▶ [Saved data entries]
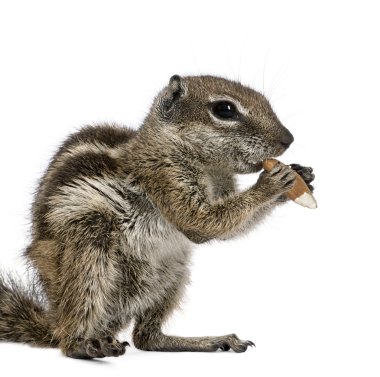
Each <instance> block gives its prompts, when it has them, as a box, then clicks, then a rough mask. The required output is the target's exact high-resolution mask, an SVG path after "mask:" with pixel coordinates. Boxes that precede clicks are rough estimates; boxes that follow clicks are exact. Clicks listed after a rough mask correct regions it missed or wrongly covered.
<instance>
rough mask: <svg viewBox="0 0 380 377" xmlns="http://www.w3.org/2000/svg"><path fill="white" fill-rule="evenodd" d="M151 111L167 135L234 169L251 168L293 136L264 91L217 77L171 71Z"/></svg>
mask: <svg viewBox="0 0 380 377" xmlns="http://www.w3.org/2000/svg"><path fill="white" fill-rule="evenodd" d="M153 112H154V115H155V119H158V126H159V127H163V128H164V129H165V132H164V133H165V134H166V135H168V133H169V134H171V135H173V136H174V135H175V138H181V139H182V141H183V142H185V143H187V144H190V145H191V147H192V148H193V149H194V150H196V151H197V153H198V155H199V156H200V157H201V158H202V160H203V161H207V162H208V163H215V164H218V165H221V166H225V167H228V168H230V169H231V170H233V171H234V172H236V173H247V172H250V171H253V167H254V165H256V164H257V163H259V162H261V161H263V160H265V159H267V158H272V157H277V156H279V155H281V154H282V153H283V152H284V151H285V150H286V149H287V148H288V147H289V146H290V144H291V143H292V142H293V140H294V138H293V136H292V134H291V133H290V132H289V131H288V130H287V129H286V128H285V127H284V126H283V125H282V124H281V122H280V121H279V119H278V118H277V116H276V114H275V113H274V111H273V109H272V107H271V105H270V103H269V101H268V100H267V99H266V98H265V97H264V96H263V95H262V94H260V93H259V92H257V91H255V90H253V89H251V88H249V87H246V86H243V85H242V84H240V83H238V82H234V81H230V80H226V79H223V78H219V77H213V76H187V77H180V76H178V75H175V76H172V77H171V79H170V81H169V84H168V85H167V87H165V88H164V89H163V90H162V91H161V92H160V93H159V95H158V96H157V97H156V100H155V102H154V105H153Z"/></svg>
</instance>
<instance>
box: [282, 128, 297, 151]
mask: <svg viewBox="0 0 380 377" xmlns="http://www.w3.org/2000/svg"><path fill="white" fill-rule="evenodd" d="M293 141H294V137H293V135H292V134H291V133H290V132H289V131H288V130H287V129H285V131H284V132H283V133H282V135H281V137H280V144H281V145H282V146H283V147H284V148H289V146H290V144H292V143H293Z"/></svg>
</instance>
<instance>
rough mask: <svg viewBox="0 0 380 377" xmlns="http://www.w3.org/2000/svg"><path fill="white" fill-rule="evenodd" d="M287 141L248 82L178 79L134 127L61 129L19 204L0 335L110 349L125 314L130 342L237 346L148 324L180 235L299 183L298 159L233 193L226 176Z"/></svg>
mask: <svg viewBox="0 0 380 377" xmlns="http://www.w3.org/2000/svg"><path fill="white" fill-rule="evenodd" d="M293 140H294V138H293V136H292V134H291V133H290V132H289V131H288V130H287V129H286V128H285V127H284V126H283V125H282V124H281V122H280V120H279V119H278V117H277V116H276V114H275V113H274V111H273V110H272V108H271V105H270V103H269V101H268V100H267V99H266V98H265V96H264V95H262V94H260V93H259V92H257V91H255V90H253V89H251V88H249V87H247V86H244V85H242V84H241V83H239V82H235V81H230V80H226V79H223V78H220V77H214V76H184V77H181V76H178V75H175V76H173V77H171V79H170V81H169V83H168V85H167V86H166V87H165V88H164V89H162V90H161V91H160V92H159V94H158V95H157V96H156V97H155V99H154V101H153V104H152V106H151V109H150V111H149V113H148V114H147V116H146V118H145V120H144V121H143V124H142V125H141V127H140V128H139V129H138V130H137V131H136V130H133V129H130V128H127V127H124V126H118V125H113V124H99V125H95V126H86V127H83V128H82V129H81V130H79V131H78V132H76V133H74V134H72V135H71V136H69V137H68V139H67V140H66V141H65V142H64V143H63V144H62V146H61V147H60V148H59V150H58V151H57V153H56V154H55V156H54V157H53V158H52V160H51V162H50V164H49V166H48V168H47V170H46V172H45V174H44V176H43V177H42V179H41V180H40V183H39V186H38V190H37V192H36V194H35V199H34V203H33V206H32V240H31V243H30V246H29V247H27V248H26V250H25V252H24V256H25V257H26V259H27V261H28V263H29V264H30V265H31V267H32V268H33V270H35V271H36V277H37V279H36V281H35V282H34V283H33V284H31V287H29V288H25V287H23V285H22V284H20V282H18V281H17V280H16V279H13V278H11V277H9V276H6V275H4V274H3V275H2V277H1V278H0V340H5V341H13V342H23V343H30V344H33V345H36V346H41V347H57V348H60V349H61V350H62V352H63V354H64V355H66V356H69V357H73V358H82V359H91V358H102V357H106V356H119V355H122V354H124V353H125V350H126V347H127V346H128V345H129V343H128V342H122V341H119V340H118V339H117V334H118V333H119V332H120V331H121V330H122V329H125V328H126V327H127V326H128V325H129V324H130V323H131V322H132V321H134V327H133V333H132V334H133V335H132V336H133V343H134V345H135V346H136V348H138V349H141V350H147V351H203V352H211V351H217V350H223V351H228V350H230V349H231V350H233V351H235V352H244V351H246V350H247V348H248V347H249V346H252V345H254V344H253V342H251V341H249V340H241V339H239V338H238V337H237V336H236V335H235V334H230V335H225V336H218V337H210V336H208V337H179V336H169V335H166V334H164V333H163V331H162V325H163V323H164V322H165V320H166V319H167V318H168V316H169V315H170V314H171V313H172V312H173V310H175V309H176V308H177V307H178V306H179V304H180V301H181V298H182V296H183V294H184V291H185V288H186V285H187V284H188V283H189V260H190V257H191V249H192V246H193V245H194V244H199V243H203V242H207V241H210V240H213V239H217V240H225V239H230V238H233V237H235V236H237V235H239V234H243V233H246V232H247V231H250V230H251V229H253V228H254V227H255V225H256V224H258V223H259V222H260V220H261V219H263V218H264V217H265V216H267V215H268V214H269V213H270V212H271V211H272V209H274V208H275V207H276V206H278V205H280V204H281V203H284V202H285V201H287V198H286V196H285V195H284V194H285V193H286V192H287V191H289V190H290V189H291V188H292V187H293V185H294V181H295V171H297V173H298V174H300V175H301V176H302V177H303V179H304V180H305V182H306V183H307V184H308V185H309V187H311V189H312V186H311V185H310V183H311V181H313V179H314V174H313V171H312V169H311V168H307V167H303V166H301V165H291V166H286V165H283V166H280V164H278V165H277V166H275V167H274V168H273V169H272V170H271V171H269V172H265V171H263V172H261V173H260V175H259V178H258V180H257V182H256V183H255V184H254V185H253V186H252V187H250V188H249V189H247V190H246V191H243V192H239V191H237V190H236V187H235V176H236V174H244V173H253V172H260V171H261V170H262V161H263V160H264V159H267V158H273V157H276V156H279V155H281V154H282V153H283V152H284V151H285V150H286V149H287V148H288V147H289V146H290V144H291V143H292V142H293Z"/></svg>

▶ [WHAT TO WORK ON]
Retype the data above exactly, dropping every picture.

▶ [PROBLEM SOLUTION]
Each <instance> block gives its prompts, when it has them, as a box, then clicks, then a rough mask. The required output is the target's exact high-resolution mask, an SVG path after "mask:" with pixel coordinates. Boxes that precede clicks are rough estimates; boxes that follow clicks are exact. Clicks listed after a rough mask correct regions it missed or wrongly covered.
<instance>
rough mask: <svg viewBox="0 0 380 377" xmlns="http://www.w3.org/2000/svg"><path fill="white" fill-rule="evenodd" d="M151 111L167 135L234 169L251 168L293 136L264 91L217 77L171 71Z"/></svg>
mask: <svg viewBox="0 0 380 377" xmlns="http://www.w3.org/2000/svg"><path fill="white" fill-rule="evenodd" d="M153 112H154V115H155V119H158V126H159V127H163V128H164V129H165V132H164V133H165V134H166V135H168V133H169V134H171V135H173V136H174V135H175V138H181V139H182V141H183V142H185V143H187V144H190V145H191V147H192V148H193V149H194V150H196V151H197V153H198V155H199V156H200V157H201V158H202V160H203V161H207V162H208V163H215V164H218V165H221V166H225V167H228V168H230V169H231V170H233V171H234V172H236V173H247V172H250V171H253V167H254V165H256V164H257V163H259V162H261V161H263V160H265V159H267V158H272V157H277V156H279V155H281V154H282V153H283V152H284V151H285V150H286V149H287V148H288V147H289V146H290V144H291V143H292V142H293V140H294V138H293V136H292V134H291V133H290V132H289V131H288V130H287V129H286V128H285V127H284V126H283V125H282V124H281V122H280V121H279V119H278V118H277V116H276V114H275V113H274V111H273V109H272V107H271V105H270V103H269V101H268V100H267V99H266V98H265V97H264V96H263V95H262V94H260V93H259V92H257V91H255V90H253V89H251V88H249V87H246V86H243V85H242V84H240V83H238V82H234V81H230V80H226V79H223V78H219V77H213V76H187V77H180V76H178V75H175V76H172V77H171V79H170V81H169V84H168V85H167V87H165V88H164V89H163V90H162V91H161V92H160V93H159V95H158V96H157V97H156V100H155V102H154V105H153Z"/></svg>
</instance>
<instance>
box: [282, 128, 297, 151]
mask: <svg viewBox="0 0 380 377" xmlns="http://www.w3.org/2000/svg"><path fill="white" fill-rule="evenodd" d="M293 141H294V137H293V135H292V134H291V133H290V132H289V131H288V130H287V129H285V131H284V132H283V133H282V135H281V137H280V144H281V145H282V146H283V147H284V148H289V146H290V144H292V143H293Z"/></svg>
</instance>
<instance>
rough mask: <svg viewBox="0 0 380 377" xmlns="http://www.w3.org/2000/svg"><path fill="white" fill-rule="evenodd" d="M287 141L248 82L178 79L134 127L61 129L19 204L0 335L110 349L125 314L130 342L237 346L148 324L180 235L299 183L298 159L233 193L226 176Z"/></svg>
mask: <svg viewBox="0 0 380 377" xmlns="http://www.w3.org/2000/svg"><path fill="white" fill-rule="evenodd" d="M293 140H294V138H293V136H292V134H291V133H290V132H289V131H288V130H287V129H286V128H285V127H284V126H283V125H282V124H281V122H280V120H279V119H278V117H277V116H276V114H275V113H274V111H273V110H272V108H271V105H270V103H269V101H268V100H267V99H266V98H265V96H264V95H262V94H260V93H259V92H257V91H255V90H253V89H251V88H249V87H247V86H244V85H242V84H241V83H239V82H235V81H230V80H226V79H223V78H220V77H214V76H184V77H181V76H178V75H175V76H173V77H171V79H170V81H169V83H168V85H167V86H166V87H165V88H164V89H162V90H161V91H160V92H159V94H158V95H157V96H156V97H155V99H154V101H153V104H152V106H151V109H150V111H149V113H148V114H147V116H146V118H145V120H144V121H143V124H142V125H141V127H140V128H139V129H138V130H137V131H136V130H133V129H130V128H127V127H124V126H118V125H113V124H99V125H95V126H86V127H83V128H82V129H81V130H79V131H78V132H76V133H74V134H72V135H71V136H69V137H68V139H67V140H66V141H65V142H64V143H63V144H62V146H61V147H60V148H59V150H58V151H57V153H56V154H55V156H54V157H53V158H52V160H51V162H50V164H49V166H48V168H47V170H46V172H45V174H44V176H43V177H42V179H41V180H40V183H39V186H38V190H37V192H36V194H35V199H34V203H33V206H32V240H31V243H30V246H29V247H27V248H26V250H25V252H24V256H25V257H26V259H27V261H28V263H29V264H30V265H31V267H32V268H33V270H35V271H36V277H37V279H36V281H35V282H34V283H33V284H31V287H29V288H25V287H23V285H22V284H20V282H18V281H17V280H16V279H13V278H11V277H9V276H6V275H4V274H3V275H2V277H1V278H0V340H5V341H13V342H23V343H30V344H33V345H36V346H41V347H57V348H60V349H61V350H62V352H63V354H64V355H66V356H69V357H73V358H82V359H91V358H102V357H106V356H119V355H122V354H124V353H125V350H126V347H127V346H128V345H129V343H128V342H122V341H119V340H118V339H117V334H118V333H119V332H120V331H121V330H122V329H125V328H126V327H127V326H128V325H129V324H130V323H131V322H132V321H134V327H133V333H132V334H133V335H132V336H133V343H134V345H135V346H136V348H138V349H141V350H147V351H203V352H211V351H217V350H223V351H228V350H230V349H231V350H233V351H235V352H244V351H246V350H247V348H248V347H249V346H252V345H254V344H253V342H251V341H249V340H241V339H239V338H238V337H237V336H236V335H235V334H230V335H225V336H218V337H210V336H208V337H179V336H169V335H166V334H164V333H163V331H162V325H163V323H164V322H165V320H166V319H167V318H168V316H169V315H170V314H171V313H172V312H173V310H175V309H176V308H177V307H178V306H179V304H180V301H181V298H182V296H183V294H184V291H185V288H186V285H187V284H188V283H189V260H190V257H191V249H192V246H193V245H194V244H199V243H203V242H207V241H210V240H213V239H217V240H225V239H230V238H233V237H235V236H237V235H239V234H243V233H246V232H247V231H250V230H251V229H253V228H254V227H255V225H256V224H258V223H259V222H260V220H261V219H263V218H264V217H265V216H267V215H268V214H269V213H270V212H271V211H272V209H274V208H275V207H276V206H278V205H280V204H281V203H284V202H285V201H287V198H286V196H285V195H284V194H285V193H286V192H287V191H289V190H290V189H291V188H292V187H293V185H294V181H295V171H297V173H298V174H300V175H301V176H302V177H303V179H304V180H305V182H306V183H307V184H308V185H309V187H311V189H312V186H311V185H310V183H311V181H313V179H314V174H313V171H312V169H311V168H307V167H303V166H301V165H291V166H286V165H283V166H280V164H278V165H277V166H275V167H274V168H273V169H272V170H271V171H269V172H265V171H263V172H261V173H260V175H259V178H258V180H257V182H256V183H255V184H254V185H253V186H252V187H250V188H249V189H247V190H246V191H243V192H239V191H237V190H236V187H235V176H236V174H244V173H253V172H260V171H261V170H262V161H263V160H264V159H267V158H273V157H276V156H279V155H281V154H282V153H283V152H284V151H285V150H286V149H287V148H288V147H289V146H290V144H291V143H292V142H293Z"/></svg>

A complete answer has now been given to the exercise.